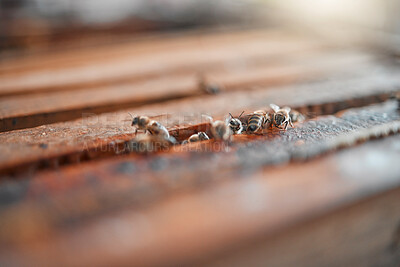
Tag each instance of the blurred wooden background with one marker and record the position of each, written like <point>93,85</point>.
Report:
<point>324,193</point>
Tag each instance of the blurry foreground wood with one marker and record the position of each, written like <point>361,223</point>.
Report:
<point>324,193</point>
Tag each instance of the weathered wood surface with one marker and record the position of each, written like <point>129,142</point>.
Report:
<point>64,139</point>
<point>71,194</point>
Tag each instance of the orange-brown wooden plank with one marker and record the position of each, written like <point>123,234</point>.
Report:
<point>195,58</point>
<point>57,140</point>
<point>33,110</point>
<point>202,224</point>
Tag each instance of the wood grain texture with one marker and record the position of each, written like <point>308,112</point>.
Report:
<point>324,193</point>
<point>194,225</point>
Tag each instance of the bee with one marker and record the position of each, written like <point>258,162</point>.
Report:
<point>208,88</point>
<point>296,116</point>
<point>151,126</point>
<point>258,121</point>
<point>281,116</point>
<point>235,124</point>
<point>200,136</point>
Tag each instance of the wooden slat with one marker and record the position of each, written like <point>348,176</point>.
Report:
<point>29,111</point>
<point>204,223</point>
<point>247,154</point>
<point>196,58</point>
<point>145,45</point>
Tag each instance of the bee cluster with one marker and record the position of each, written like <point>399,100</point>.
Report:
<point>253,123</point>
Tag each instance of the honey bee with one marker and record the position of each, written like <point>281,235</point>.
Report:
<point>200,136</point>
<point>258,121</point>
<point>151,126</point>
<point>235,124</point>
<point>281,116</point>
<point>208,88</point>
<point>149,143</point>
<point>296,116</point>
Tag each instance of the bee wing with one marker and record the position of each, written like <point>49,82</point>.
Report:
<point>228,119</point>
<point>274,107</point>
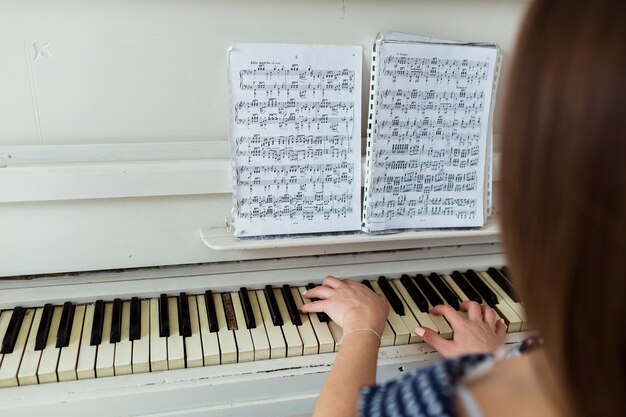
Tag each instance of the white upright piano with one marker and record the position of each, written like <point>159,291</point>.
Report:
<point>115,194</point>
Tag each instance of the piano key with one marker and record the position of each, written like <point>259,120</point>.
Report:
<point>141,345</point>
<point>324,337</point>
<point>105,356</point>
<point>67,368</point>
<point>395,332</point>
<point>292,310</point>
<point>10,361</point>
<point>290,331</point>
<point>97,323</point>
<point>210,344</point>
<point>247,308</point>
<point>12,330</point>
<point>210,309</point>
<point>175,342</point>
<point>193,342</point>
<point>123,363</point>
<point>135,319</point>
<point>245,347</point>
<point>310,345</point>
<point>270,299</point>
<point>44,327</point>
<point>65,327</point>
<point>27,374</point>
<point>158,344</point>
<point>278,347</point>
<point>164,316</point>
<point>184,318</point>
<point>86,365</point>
<point>47,371</point>
<point>390,294</point>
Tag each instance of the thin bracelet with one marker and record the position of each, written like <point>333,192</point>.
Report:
<point>363,329</point>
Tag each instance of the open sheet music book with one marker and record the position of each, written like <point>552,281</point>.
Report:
<point>429,146</point>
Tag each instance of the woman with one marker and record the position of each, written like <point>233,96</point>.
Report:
<point>563,204</point>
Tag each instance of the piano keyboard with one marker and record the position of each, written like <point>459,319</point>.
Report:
<point>106,338</point>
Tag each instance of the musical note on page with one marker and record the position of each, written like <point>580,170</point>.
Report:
<point>295,138</point>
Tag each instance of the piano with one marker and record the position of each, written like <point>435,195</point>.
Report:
<point>122,289</point>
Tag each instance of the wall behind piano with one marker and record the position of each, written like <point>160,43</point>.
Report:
<point>108,107</point>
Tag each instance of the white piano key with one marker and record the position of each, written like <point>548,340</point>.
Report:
<point>69,354</point>
<point>326,342</point>
<point>228,346</point>
<point>105,357</point>
<point>86,366</point>
<point>210,343</point>
<point>47,371</point>
<point>309,341</point>
<point>10,363</point>
<point>259,335</point>
<point>278,347</point>
<point>245,348</point>
<point>141,346</point>
<point>292,337</point>
<point>193,343</point>
<point>124,348</point>
<point>175,343</point>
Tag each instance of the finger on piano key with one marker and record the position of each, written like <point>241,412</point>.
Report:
<point>278,347</point>
<point>245,348</point>
<point>69,354</point>
<point>10,361</point>
<point>324,337</point>
<point>47,371</point>
<point>226,337</point>
<point>210,344</point>
<point>193,343</point>
<point>86,365</point>
<point>395,332</point>
<point>141,345</point>
<point>27,374</point>
<point>123,363</point>
<point>290,331</point>
<point>175,343</point>
<point>105,357</point>
<point>307,335</point>
<point>158,344</point>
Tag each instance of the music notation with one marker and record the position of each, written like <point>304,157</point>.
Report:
<point>295,138</point>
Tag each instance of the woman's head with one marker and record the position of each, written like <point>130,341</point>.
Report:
<point>563,194</point>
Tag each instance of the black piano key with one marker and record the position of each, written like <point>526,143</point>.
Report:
<point>504,283</point>
<point>15,323</point>
<point>248,313</point>
<point>210,310</point>
<point>391,295</point>
<point>98,323</point>
<point>485,292</point>
<point>65,326</point>
<point>292,308</point>
<point>116,321</point>
<point>444,290</point>
<point>465,286</point>
<point>433,298</point>
<point>184,317</point>
<point>322,317</point>
<point>135,319</point>
<point>44,327</point>
<point>164,317</point>
<point>272,305</point>
<point>415,294</point>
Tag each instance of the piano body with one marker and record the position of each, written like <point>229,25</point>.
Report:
<point>115,183</point>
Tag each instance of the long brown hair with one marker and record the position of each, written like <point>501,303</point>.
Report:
<point>563,197</point>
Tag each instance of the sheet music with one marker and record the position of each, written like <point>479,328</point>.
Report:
<point>295,138</point>
<point>427,155</point>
#####
Convert the lines above into a two-column CSV with the columns instruction and points, one row per line that asks for markers. Put its wording in instruction and all of its answer points in points, each field in double quotes with line breaks replaced by spaces, and leave out the pictures.

* [Reply]:
instruction,points
"Tag each instance of the blurred wooden background with one marker and record the position of each, written like <point>93,85</point>. Report:","<point>324,193</point>"
"Tag each instance of the blurry foreground wood with one marker and record the position of each, written like <point>361,223</point>. Report:","<point>324,193</point>"
"Tag each instance of the weathered wood surface with one marker and record the position of each, written like <point>129,142</point>. Report:","<point>64,139</point> <point>71,194</point>"
"Tag each instance of the orange-brown wooden plank with one marker and record the position of each, written like <point>123,234</point>. Report:","<point>195,58</point> <point>57,140</point> <point>33,110</point> <point>202,224</point>"
"Tag each instance of the wood grain texture with one marker and record the position of each, written like <point>308,112</point>. Report:","<point>324,193</point> <point>194,225</point>"
"Tag each instance of the bee with one marker and record the position of each, written like <point>258,162</point>. Report:","<point>208,88</point> <point>296,116</point> <point>151,126</point> <point>258,121</point> <point>281,116</point> <point>235,124</point> <point>200,136</point>"
"Tag each instance of the wooden slat with one marker and record the position of each, written like <point>348,176</point>. Report:","<point>29,111</point> <point>204,223</point> <point>247,154</point> <point>196,58</point> <point>145,45</point>"
"Tag each instance of the bee cluster with one marker and record the position of each, written like <point>399,100</point>. Report:","<point>253,123</point>"
"Tag each instance of the honey bee with one marker and record the position of each, written like <point>281,235</point>. Report:","<point>200,136</point> <point>258,121</point> <point>151,126</point> <point>235,124</point> <point>281,116</point> <point>208,88</point> <point>149,143</point> <point>296,116</point>"
"Tag each instance of the bee wing with one marker and record the position of each, written like <point>49,82</point>. Report:","<point>228,119</point> <point>274,107</point>"
"Tag each instance of the white upright piano with one marker and record the position of each, written like <point>159,291</point>. Report:","<point>115,194</point>"
"Tag each instance of the piano key with one marker and record the position of each, written like <point>259,120</point>. Report:","<point>141,345</point> <point>324,337</point> <point>105,356</point> <point>67,368</point> <point>395,332</point> <point>292,310</point> <point>10,361</point> <point>290,331</point> <point>97,323</point> <point>210,344</point> <point>247,308</point> <point>12,330</point> <point>210,309</point> <point>175,342</point> <point>193,342</point> <point>123,363</point> <point>135,319</point> <point>245,347</point> <point>310,345</point> <point>270,299</point> <point>44,327</point> <point>65,327</point> <point>27,374</point> <point>158,344</point> <point>278,347</point> <point>164,316</point> <point>184,318</point> <point>86,365</point> <point>47,371</point> <point>390,294</point>"
"Tag each instance of the thin bracelet with one marker and record the position of each, written like <point>333,192</point>. Report:","<point>363,329</point>"
"Tag each instance of the open sheet music book with one marker and record the position of each, written like <point>552,281</point>. Report:","<point>429,146</point>"
"Tag each instance of the woman with one marker and record the position of each, written like <point>233,96</point>. Report:","<point>563,204</point>"
"Tag each instance of the piano keyboard with one marker and record the position of each, written like <point>459,319</point>. Report:","<point>106,338</point>"
"Tag each instance of the musical note on page with one marker and record the position of each, written like <point>580,170</point>. Report:","<point>295,138</point>"
"Tag each instance of the piano with one marker and record the position of each, written like <point>435,195</point>. Report:","<point>122,289</point>"
"Tag each instance of the wall behind piano with one marker and record the position of each, written like <point>160,43</point>. Report:","<point>108,107</point>"
"Tag each instance of the white piano key with one marker and record the position of each, written like <point>548,340</point>. Report:","<point>69,354</point> <point>326,342</point> <point>228,346</point> <point>105,357</point> <point>86,366</point> <point>210,343</point> <point>47,371</point> <point>309,341</point> <point>10,363</point> <point>259,335</point> <point>278,347</point> <point>245,348</point> <point>141,346</point> <point>292,337</point> <point>193,343</point> <point>124,348</point> <point>175,343</point>"
"Tag each instance of the finger on piano key with one marker and record the position of each, written like <point>241,412</point>. Report:","<point>278,347</point> <point>245,348</point> <point>69,354</point> <point>10,361</point> <point>324,337</point> <point>47,371</point> <point>226,337</point> <point>210,344</point> <point>193,343</point> <point>86,365</point> <point>395,332</point> <point>141,345</point> <point>27,374</point> <point>123,363</point> <point>290,331</point> <point>175,343</point> <point>105,357</point> <point>307,335</point> <point>158,344</point>"
"Tag each instance of the music notation with one marker and record the position of each, written like <point>304,157</point>. Report:","<point>295,138</point>"
"Tag each instance of the woman's head with one marker and record the position of each, written like <point>130,341</point>. Report:","<point>563,194</point>"
"Tag each instance of the black piano key with one marker and record the position of each, written like <point>526,143</point>. Report:","<point>504,283</point> <point>15,323</point> <point>248,313</point> <point>210,310</point> <point>391,295</point> <point>98,323</point> <point>485,292</point> <point>65,326</point> <point>292,308</point> <point>116,321</point> <point>444,290</point> <point>465,286</point> <point>433,298</point> <point>184,317</point> <point>322,317</point> <point>135,319</point> <point>44,327</point> <point>164,317</point> <point>272,305</point> <point>415,294</point>"
"Tag each instance of the piano body with one marker and record the position of each, written like <point>229,25</point>. Report:","<point>115,183</point>"
"Tag each instance of the long brown hair with one marker and record the position of each, written like <point>501,303</point>. Report:","<point>563,197</point>"
"Tag each instance of the sheet music with one marker and record the position of each, written like <point>479,328</point>. Report:","<point>295,138</point> <point>427,155</point>"